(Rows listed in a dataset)
------------------------------------
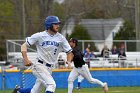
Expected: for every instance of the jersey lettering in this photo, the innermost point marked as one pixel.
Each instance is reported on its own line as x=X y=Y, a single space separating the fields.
x=45 y=43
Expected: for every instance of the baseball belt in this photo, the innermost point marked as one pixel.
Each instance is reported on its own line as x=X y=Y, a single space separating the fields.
x=48 y=65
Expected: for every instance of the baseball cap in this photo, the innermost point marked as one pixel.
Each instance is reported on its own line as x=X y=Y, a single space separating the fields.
x=74 y=40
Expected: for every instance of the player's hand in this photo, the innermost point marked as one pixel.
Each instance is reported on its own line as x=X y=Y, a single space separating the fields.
x=69 y=65
x=27 y=62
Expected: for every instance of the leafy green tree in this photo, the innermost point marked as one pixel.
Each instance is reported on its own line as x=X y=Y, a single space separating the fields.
x=81 y=33
x=127 y=33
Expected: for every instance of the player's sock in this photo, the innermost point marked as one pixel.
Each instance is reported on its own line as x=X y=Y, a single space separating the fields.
x=79 y=83
x=48 y=92
x=25 y=90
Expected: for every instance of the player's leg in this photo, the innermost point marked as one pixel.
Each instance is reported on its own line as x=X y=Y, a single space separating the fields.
x=44 y=73
x=86 y=73
x=37 y=87
x=80 y=79
x=73 y=75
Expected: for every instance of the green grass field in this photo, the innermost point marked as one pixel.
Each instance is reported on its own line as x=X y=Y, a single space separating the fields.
x=96 y=90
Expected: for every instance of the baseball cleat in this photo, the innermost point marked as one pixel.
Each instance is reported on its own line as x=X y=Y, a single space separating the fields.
x=105 y=87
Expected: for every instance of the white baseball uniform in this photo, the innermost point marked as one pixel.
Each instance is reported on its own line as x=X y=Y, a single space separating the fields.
x=48 y=47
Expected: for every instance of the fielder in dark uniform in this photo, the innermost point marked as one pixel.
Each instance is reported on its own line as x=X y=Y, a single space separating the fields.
x=80 y=68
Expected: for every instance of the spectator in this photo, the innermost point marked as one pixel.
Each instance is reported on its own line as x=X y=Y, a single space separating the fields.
x=87 y=57
x=114 y=50
x=105 y=52
x=122 y=57
x=61 y=62
x=92 y=55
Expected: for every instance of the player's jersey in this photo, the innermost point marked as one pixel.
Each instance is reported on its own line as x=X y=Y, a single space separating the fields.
x=78 y=57
x=48 y=46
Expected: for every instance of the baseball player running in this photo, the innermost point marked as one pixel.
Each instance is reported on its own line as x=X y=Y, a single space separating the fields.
x=49 y=44
x=80 y=68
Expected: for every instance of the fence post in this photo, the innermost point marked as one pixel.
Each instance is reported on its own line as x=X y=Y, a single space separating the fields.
x=3 y=78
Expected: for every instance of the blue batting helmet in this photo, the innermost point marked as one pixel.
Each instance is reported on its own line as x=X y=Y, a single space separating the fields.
x=51 y=20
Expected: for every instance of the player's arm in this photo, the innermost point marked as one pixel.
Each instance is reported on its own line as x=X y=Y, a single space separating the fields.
x=69 y=59
x=27 y=62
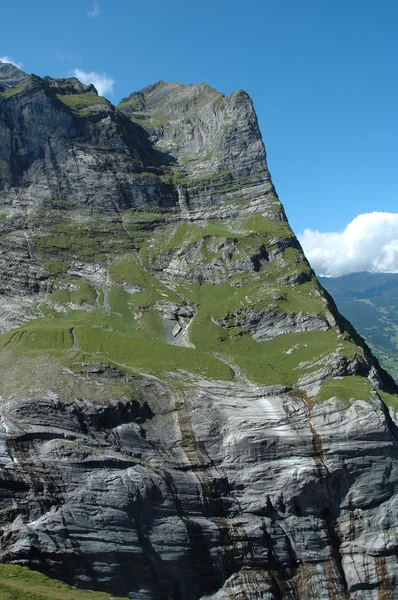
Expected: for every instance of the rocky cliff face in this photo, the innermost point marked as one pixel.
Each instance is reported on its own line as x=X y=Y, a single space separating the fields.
x=184 y=413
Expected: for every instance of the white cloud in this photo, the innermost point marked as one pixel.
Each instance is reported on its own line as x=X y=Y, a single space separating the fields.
x=63 y=57
x=103 y=84
x=11 y=61
x=368 y=243
x=95 y=12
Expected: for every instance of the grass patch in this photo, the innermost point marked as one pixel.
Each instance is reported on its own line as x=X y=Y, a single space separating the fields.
x=55 y=267
x=390 y=400
x=347 y=389
x=20 y=583
x=78 y=101
x=149 y=355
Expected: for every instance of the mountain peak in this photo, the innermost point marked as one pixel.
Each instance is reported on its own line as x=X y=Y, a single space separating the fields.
x=10 y=75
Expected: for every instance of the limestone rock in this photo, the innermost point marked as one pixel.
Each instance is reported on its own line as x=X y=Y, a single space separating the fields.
x=184 y=413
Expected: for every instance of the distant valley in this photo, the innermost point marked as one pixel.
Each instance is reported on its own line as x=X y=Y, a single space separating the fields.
x=370 y=302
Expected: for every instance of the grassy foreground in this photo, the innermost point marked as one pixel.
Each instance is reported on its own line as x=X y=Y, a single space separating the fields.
x=20 y=583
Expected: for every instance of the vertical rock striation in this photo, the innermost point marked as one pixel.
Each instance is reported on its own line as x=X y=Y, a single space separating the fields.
x=184 y=413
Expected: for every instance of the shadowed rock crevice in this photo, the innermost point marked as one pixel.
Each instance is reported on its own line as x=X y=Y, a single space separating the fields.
x=184 y=413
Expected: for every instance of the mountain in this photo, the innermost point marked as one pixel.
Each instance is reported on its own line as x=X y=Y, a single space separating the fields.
x=184 y=412
x=370 y=303
x=10 y=75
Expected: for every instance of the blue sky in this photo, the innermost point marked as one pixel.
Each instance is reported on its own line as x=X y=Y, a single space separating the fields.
x=322 y=75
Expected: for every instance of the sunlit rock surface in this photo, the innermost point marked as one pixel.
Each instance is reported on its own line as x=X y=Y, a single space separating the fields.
x=184 y=413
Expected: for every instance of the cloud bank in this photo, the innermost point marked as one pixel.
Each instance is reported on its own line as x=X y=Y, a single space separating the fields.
x=103 y=84
x=368 y=243
x=11 y=61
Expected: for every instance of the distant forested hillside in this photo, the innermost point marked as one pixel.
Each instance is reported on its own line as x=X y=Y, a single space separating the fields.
x=370 y=302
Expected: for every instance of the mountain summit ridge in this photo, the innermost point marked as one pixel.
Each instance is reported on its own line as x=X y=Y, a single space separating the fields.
x=185 y=413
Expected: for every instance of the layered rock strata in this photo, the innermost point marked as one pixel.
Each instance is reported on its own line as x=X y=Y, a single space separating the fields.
x=184 y=413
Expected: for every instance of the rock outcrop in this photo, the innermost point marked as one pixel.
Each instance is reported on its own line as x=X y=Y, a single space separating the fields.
x=184 y=413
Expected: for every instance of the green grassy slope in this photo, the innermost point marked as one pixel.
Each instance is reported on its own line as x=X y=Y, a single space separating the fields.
x=20 y=583
x=117 y=318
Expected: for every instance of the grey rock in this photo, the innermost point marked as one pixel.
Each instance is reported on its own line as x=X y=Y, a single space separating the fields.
x=177 y=486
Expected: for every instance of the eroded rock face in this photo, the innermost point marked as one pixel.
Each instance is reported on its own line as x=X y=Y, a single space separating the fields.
x=184 y=413
x=214 y=491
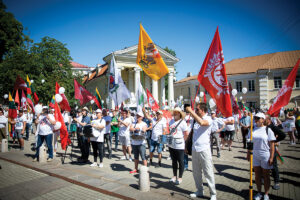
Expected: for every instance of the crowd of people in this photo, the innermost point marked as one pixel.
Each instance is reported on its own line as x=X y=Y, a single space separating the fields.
x=145 y=130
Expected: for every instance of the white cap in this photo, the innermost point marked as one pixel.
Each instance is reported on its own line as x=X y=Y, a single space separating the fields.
x=98 y=111
x=260 y=115
x=140 y=114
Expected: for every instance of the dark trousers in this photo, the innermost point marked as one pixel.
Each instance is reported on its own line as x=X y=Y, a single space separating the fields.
x=275 y=171
x=107 y=140
x=244 y=135
x=177 y=158
x=84 y=146
x=97 y=149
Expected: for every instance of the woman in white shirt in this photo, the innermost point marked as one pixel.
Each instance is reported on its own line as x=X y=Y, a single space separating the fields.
x=178 y=133
x=97 y=141
x=138 y=144
x=263 y=140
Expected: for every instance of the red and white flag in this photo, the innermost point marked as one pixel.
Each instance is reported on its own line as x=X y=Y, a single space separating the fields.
x=212 y=76
x=64 y=105
x=151 y=101
x=284 y=94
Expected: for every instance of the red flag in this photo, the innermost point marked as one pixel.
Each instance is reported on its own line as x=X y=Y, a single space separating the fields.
x=20 y=84
x=17 y=98
x=82 y=94
x=151 y=101
x=64 y=105
x=23 y=100
x=212 y=76
x=284 y=94
x=204 y=97
x=64 y=136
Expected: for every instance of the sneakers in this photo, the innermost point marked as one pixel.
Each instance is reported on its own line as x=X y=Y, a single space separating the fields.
x=197 y=194
x=94 y=164
x=258 y=196
x=266 y=197
x=276 y=186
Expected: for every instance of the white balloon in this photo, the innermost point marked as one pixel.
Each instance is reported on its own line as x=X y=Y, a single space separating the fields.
x=212 y=103
x=234 y=92
x=38 y=109
x=57 y=126
x=58 y=98
x=62 y=90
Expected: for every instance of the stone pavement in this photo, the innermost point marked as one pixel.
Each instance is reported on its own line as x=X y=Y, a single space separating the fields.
x=231 y=174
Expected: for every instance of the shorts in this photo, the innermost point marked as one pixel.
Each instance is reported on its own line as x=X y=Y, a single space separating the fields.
x=18 y=133
x=154 y=144
x=139 y=150
x=124 y=140
x=261 y=160
x=229 y=135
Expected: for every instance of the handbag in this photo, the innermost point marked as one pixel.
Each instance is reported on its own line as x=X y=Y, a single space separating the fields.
x=189 y=141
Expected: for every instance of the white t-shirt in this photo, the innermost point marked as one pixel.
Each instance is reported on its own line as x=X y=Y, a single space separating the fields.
x=45 y=127
x=98 y=133
x=107 y=127
x=229 y=127
x=178 y=134
x=3 y=121
x=158 y=128
x=142 y=125
x=123 y=130
x=20 y=120
x=260 y=140
x=201 y=136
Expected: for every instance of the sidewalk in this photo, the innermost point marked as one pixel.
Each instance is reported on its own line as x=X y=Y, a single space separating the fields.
x=231 y=174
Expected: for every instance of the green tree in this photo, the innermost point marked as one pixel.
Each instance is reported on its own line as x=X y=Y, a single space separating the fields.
x=11 y=31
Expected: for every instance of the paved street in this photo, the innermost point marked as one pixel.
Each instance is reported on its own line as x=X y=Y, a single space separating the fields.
x=231 y=175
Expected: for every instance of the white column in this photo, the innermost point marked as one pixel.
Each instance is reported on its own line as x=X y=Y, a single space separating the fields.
x=170 y=87
x=155 y=89
x=162 y=91
x=137 y=77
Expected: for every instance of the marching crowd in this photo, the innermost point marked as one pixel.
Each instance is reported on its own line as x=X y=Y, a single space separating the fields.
x=142 y=134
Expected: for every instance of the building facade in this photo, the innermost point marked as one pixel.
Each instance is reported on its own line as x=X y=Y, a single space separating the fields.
x=262 y=75
x=131 y=72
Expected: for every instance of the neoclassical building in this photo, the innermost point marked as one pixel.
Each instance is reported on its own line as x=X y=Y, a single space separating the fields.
x=262 y=75
x=130 y=72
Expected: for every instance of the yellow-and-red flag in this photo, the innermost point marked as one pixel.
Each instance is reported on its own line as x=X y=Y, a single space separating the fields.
x=148 y=57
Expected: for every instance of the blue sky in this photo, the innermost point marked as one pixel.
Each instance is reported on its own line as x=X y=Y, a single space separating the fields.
x=92 y=29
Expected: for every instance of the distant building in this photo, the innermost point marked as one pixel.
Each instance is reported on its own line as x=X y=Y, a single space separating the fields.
x=262 y=75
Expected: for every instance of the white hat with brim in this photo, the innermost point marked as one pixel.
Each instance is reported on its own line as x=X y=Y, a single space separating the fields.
x=177 y=109
x=260 y=115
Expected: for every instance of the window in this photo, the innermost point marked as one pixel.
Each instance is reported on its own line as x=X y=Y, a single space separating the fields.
x=277 y=82
x=297 y=82
x=238 y=86
x=251 y=86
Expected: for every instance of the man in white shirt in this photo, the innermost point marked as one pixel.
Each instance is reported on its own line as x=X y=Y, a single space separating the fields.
x=45 y=123
x=201 y=154
x=107 y=139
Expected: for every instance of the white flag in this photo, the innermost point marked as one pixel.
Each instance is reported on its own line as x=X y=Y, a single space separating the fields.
x=140 y=96
x=117 y=89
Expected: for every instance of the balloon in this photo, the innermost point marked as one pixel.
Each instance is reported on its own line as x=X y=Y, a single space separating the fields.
x=38 y=109
x=62 y=90
x=212 y=103
x=58 y=98
x=57 y=126
x=234 y=92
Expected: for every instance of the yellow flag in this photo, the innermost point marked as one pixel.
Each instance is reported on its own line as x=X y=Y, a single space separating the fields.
x=148 y=57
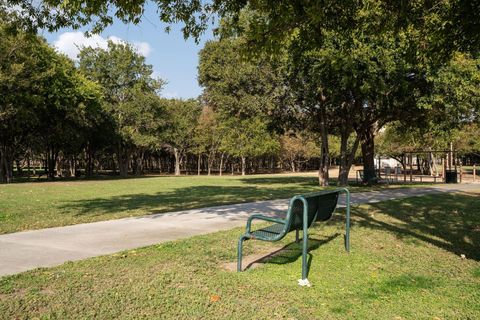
------------------------------------
**Stated exercise:**
Can you express the stretch from the line containing "Expected: for every instance of the white balloon" through the line containing "x=189 y=141" as a JSON list of strings, one per line, leaving out blank lines?

**Written answer:**
[
  "Expected: for every instance of the white balloon in this photo, the innermost point marked as one pixel.",
  "Each instance is reported on its own line as x=X y=Y, a single space separating the fields.",
  "x=212 y=103",
  "x=234 y=92",
  "x=38 y=109",
  "x=57 y=126",
  "x=58 y=98",
  "x=62 y=90",
  "Expected: for every instance of the stone pavement in this photo, the innermost point marked as one pixel.",
  "Each instance is reported on its own line as x=X y=Y, a single space separating the fields.",
  "x=231 y=174",
  "Expected: for every instance of the shorts in this photo, the innermost point marked as one pixel.",
  "Each instance is reported on its own line as x=X y=Y, a single space separating the fields.",
  "x=18 y=133",
  "x=154 y=144",
  "x=139 y=150",
  "x=124 y=140",
  "x=261 y=160",
  "x=229 y=135",
  "Expected: for every instance of the handbag in this photo, the innermost point marked as one pixel.",
  "Each instance is reported on its own line as x=X y=Y, a single space separating the fields.",
  "x=189 y=141"
]